## [EXCERPT PROVIDED]
━━━━
Also note how before 1981, yield inversions were greater than after. Still, even increasing the Fed Funds Rate more than 8% above long bond yields, and keeping short term money tight for years (late 1970s & early 1980s), there was never any fear of crashing the global economy. Currently, the Yellen Fed is terrorized by the thought of increasing the Fed Funds Rate even a pathetic twenty five basis points.
After 1981, each of the four periods of easy money inflated a bubble somewhere in the financial markets;
- Leverage Buyouts, Junk Bonds & Japanese Stocks and Real Estate
- High Tech Bubble
- Mortgage Bubble
- The Current Bubble in Everything
Each of the first three bubbles were deflated by “monetary policy”, with the raising the Fed Funds Rate above the long-bond yield. I placed a star over the first inversion. With the deflation of the LBO and Junk Bond bubble, the bank index (two charts up) saw a crash in their valuation of 55%. The banking stocks crashed for good reason. No doubt some familiar names seen on TV today could have gone out of business back in 1990, had not Alan Greenspan lower his Fed Funds Rate to an incredible five hundred basis points below the long bond yield. He may have saved the banks, but by this action he also ignited a bubble (#2) in the high-tech stocks. A bubble that began to deflate when Greenspan once again inverted the yield curve in the late 1990s, early 2000s.
━━━━
## [EXERCISE DATA]
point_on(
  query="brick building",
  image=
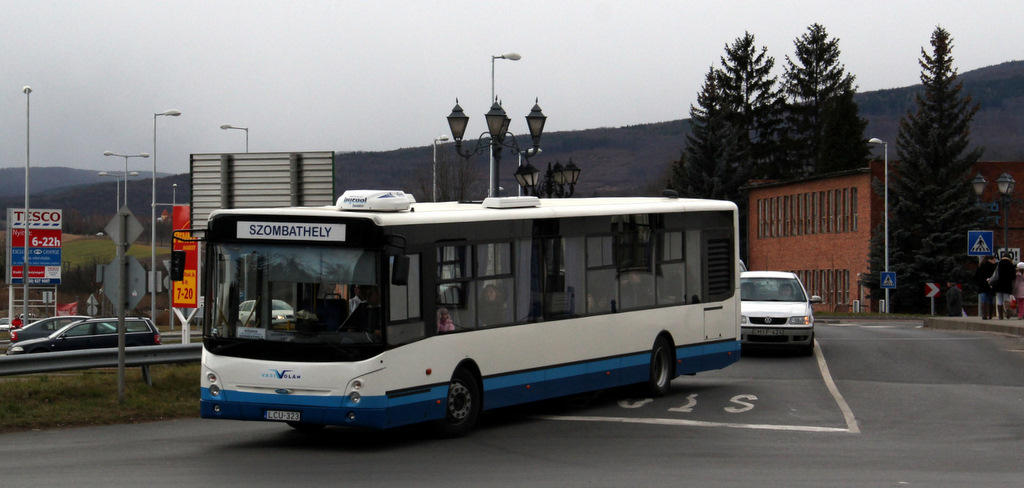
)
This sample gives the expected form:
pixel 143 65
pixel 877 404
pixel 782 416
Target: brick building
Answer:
pixel 820 227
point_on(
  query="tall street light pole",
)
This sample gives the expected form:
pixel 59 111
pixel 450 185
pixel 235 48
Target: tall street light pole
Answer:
pixel 153 219
pixel 440 138
pixel 228 126
pixel 885 147
pixel 1006 184
pixel 117 194
pixel 512 56
pixel 25 263
pixel 126 157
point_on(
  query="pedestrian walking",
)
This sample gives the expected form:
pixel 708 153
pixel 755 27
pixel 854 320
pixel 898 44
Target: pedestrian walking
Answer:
pixel 1019 290
pixel 986 301
pixel 1003 283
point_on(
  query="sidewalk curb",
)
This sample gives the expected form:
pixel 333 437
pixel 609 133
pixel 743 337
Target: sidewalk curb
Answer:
pixel 1008 326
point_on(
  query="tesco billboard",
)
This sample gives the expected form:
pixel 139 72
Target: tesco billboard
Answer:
pixel 44 229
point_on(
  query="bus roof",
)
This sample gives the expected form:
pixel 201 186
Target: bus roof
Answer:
pixel 441 212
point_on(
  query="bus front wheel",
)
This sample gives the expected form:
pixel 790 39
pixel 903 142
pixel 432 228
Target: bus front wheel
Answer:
pixel 462 406
pixel 662 370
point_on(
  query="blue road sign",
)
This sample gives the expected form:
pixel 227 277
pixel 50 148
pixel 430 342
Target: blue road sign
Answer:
pixel 980 242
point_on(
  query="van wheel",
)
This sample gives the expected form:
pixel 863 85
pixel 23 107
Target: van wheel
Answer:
pixel 662 370
pixel 808 350
pixel 462 406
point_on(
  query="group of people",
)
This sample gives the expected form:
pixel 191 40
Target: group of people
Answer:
pixel 999 282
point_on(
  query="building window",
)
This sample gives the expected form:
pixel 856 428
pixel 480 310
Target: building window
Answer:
pixel 853 209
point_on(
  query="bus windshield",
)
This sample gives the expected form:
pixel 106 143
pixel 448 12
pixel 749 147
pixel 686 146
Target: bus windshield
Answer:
pixel 294 302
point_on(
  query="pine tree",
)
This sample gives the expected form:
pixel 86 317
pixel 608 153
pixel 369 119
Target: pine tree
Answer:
pixel 755 103
pixel 932 202
pixel 712 165
pixel 823 131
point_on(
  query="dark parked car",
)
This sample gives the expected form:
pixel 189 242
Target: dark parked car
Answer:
pixel 91 334
pixel 46 326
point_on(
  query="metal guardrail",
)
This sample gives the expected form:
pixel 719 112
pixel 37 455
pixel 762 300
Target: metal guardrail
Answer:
pixel 107 357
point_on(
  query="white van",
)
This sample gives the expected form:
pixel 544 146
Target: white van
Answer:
pixel 775 310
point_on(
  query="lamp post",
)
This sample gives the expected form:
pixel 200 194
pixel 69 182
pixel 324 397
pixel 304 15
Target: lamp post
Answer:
pixel 25 263
pixel 493 168
pixel 118 176
pixel 1006 185
pixel 440 138
pixel 558 181
pixel 497 135
pixel 126 157
pixel 153 218
pixel 885 146
pixel 228 126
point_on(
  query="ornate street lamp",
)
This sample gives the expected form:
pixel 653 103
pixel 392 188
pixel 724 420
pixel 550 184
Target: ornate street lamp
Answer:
pixel 559 181
pixel 497 136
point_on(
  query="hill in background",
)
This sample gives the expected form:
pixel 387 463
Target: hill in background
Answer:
pixel 625 161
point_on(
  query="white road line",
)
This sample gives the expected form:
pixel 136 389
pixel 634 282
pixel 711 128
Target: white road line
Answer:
pixel 679 422
pixel 851 422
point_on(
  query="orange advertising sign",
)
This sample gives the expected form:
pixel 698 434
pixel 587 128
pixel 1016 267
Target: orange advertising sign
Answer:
pixel 185 293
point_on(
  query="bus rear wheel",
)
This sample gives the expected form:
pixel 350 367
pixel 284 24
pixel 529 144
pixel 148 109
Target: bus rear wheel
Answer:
pixel 662 370
pixel 462 406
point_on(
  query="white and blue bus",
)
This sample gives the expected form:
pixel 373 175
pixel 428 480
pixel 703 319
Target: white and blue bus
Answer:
pixel 381 311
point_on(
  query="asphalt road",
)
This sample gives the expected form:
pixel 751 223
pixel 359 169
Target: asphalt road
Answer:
pixel 881 404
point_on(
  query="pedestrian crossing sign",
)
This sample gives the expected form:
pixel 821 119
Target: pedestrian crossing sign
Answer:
pixel 888 279
pixel 979 242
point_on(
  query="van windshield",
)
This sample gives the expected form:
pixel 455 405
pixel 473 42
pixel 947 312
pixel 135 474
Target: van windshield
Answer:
pixel 771 290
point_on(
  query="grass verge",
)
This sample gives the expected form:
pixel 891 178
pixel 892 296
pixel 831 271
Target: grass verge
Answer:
pixel 90 398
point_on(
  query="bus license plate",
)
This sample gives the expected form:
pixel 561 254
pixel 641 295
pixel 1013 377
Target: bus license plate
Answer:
pixel 767 331
pixel 284 415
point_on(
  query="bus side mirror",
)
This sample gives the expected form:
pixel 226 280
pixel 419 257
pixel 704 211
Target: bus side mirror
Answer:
pixel 399 270
pixel 177 265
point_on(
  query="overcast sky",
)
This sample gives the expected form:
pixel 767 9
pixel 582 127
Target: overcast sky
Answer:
pixel 383 75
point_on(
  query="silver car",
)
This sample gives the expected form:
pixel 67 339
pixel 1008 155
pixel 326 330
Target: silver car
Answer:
pixel 775 310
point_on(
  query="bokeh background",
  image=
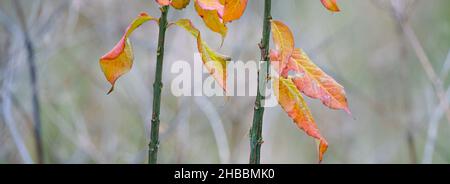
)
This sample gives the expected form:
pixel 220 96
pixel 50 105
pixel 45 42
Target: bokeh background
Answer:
pixel 392 56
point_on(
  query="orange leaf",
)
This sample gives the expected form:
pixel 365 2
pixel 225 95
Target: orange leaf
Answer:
pixel 211 5
pixel 180 4
pixel 234 9
pixel 119 60
pixel 331 5
pixel 315 83
pixel 211 19
pixel 214 62
pixel 163 2
pixel 293 103
pixel 284 41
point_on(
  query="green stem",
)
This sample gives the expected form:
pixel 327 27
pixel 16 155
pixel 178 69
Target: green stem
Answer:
pixel 157 87
pixel 256 139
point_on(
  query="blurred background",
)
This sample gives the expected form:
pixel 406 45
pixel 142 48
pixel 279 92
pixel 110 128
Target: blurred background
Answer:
pixel 392 56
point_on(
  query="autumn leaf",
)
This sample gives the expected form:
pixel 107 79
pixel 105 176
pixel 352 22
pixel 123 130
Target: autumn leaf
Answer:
pixel 217 13
pixel 211 5
pixel 331 5
pixel 163 2
pixel 295 106
pixel 233 9
pixel 212 20
pixel 312 81
pixel 215 63
pixel 315 83
pixel 284 41
pixel 119 60
pixel 180 4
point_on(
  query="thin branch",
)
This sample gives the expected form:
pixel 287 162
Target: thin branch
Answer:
pixel 256 139
pixel 157 88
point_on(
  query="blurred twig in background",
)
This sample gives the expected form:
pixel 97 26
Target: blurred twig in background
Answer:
pixel 7 80
pixel 33 83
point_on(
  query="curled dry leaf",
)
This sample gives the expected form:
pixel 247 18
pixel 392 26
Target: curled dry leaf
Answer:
pixel 331 5
pixel 214 62
pixel 119 60
pixel 313 81
pixel 217 13
pixel 295 106
pixel 163 2
pixel 177 4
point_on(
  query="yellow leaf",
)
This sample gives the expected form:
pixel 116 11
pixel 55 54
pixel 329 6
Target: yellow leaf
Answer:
pixel 214 62
pixel 331 5
pixel 315 83
pixel 284 41
pixel 293 103
pixel 180 4
pixel 212 5
pixel 163 2
pixel 234 9
pixel 119 60
pixel 212 20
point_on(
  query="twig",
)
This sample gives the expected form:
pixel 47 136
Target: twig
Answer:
pixel 256 139
pixel 157 87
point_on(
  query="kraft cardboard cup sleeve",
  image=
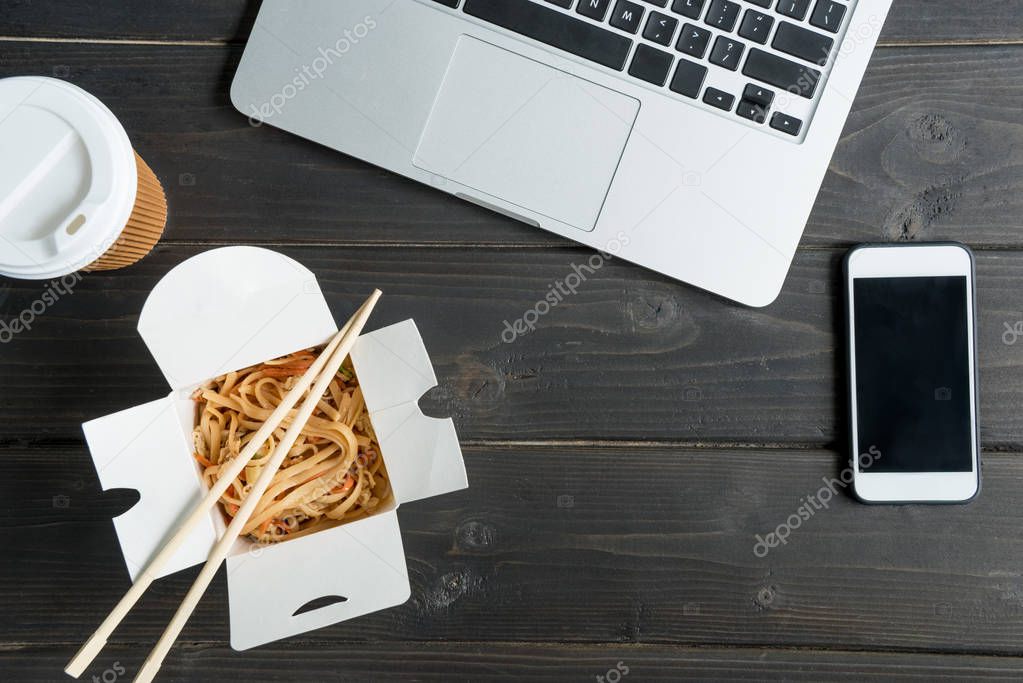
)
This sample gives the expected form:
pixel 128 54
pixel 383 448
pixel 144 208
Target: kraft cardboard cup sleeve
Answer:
━━━━
## [ACTIVITY LIST]
a) Answer these questions using the Fed Funds Rate excerpt, one answer per line:
(i) By what percentage did the bank index's valuation crash when the LBO and Junk Bond bubble deflated?
(ii) Which bubble is third in the list of four?
(iii) How far below the long bond yield did Alan Greenspan lower the Fed Funds Rate?
b) Render this sentence from the Fed Funds Rate excerpt in Spanish: "He may have saved the banks, but by this action he also ignited a bubble (#2) in the high-tech stocks."
c) Quote the stretch of the Fed Funds Rate excerpt from "Also note how" through "five basis points.".

## [ACTIVITY ANSWERS]
a)
(i) 55%
(ii) The Mortgage Bubble
(iii) Five hundred basis points

b) Puede que haya salvado a los bancos, pero con esta acción también desató una burbuja (n.º 2) en las acciones de alta tecnología.

c)
Also note how before 1981, yield inversions were greater than after. Still, even increasing the Fed Funds Rate more than 8% above long bond yields, and keeping short term money tight for years (late 1970s & early 1980s), there was never any fear of crashing the global economy. Currently, the Yellen Fed is terrorized by the thought of increasing the Fed Funds Rate even a pathetic twenty five basis points.